TASK PROMPT -> Turn all of the records below into a Markdown table with the columns n and Line, giving each nonblank line its own numbered row. Omit the pictures from the table.

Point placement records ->

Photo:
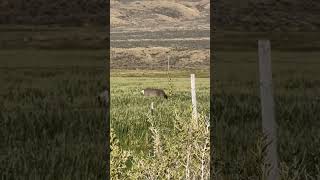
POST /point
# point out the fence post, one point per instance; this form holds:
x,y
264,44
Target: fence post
x,y
269,125
152,108
193,98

IN RESPONSE ->
| n | Line |
|---|---|
| 1 | Photo: |
| 2 | POST /point |
| 3 | # point out the fence post, one point per instance; this form holds: |
| 4 | x,y |
| 5 | 264,44 |
| 6 | Target: fence post |
| 7 | x,y |
| 8 | 269,125 |
| 9 | 152,108 |
| 10 | 193,98 |